:: EXERCISE INSTRUCTIONS ::
Write out the records below again, changing every "mark one point" to "place one point" and keeping all else as it is.

Point-labeling records:
++++++++

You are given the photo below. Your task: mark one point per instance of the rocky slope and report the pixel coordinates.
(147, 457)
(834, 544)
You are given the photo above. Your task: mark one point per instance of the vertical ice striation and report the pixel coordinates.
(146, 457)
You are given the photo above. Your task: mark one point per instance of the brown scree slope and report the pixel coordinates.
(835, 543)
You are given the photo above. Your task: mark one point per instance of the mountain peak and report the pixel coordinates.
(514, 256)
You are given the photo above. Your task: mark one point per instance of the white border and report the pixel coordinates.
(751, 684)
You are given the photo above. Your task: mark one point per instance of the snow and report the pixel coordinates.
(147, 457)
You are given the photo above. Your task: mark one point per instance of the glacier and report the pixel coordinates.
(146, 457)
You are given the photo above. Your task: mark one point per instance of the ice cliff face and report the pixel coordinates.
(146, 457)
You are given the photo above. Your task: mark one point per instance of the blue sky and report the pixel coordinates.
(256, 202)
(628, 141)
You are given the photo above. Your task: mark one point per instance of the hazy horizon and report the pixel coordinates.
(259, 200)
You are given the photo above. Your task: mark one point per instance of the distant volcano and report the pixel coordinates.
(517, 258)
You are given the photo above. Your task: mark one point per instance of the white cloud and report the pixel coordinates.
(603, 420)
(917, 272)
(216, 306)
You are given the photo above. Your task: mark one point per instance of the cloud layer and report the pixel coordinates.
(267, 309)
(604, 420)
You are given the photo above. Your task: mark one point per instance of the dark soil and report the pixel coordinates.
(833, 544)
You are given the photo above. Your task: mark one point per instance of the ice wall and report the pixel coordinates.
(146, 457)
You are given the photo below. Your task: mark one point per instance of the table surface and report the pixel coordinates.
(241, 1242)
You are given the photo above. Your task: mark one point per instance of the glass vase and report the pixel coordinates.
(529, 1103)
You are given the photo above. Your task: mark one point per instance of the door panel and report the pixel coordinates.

++++++++

:: TASK SOLUTION ::
You are given the photo below. Your task: place one point per instance of the rocky slope and report the pixel coordinates.
(147, 457)
(834, 544)
You are given the photo above. Your task: place one point per instance of the vertical ice striation and report the pixel coordinates.
(146, 457)
You are given the photo above. Your task: place one point per instance of the brown scree slope and report the pixel coordinates.
(835, 543)
You are given the photo above. Your task: place one point per instance of the mountain peak and report the pixel coordinates.
(514, 256)
You are given the photo above. Your task: place one point per instance of the white border and report the pixel coordinates.
(751, 684)
You are given the photo above. Your task: place one point per instance of the snow and report the pixel coordinates.
(147, 457)
You are given the photo above. Your task: place one point per instance of the glacier and report the pixel coordinates.
(146, 457)
You are given the photo above. Your task: place one point per instance of the ice cliff face and report the pixel coordinates.
(146, 457)
You are given the photo above. Your task: place one point per instance of the blue sky and report the pixel coordinates.
(256, 202)
(628, 141)
You are given the photo above. Your task: place one point per instance of the hazy horizon and report the pixel coordinates.
(259, 200)
You are given the photo above. Your task: place one point per instance of the distant volcano and report the pixel coordinates.
(517, 258)
You are given the photo above. Your task: place one point per instance of the white cloud and report the pixel coordinates.
(603, 420)
(917, 272)
(216, 306)
You are given the photo above. Your task: place one point per instance of the cloud layer and report the pixel coordinates.
(267, 309)
(604, 420)
You are given the photo above. Your task: place one point per instance of the dark soil and report the pixel coordinates.
(833, 544)
You are given the photo above. Your task: place one point per instance of the ice wall and report the pixel coordinates.
(146, 457)
You are given the photo below. Your task: place one point per instance of the table surface and report the pixel coordinates.
(241, 1242)
You are given the photo above. Your task: place one point per instance of the glass vase and report the pixel coordinates.
(529, 1103)
You are given the photo above. Your task: place one point per instance of the door panel and report the pixel coordinates.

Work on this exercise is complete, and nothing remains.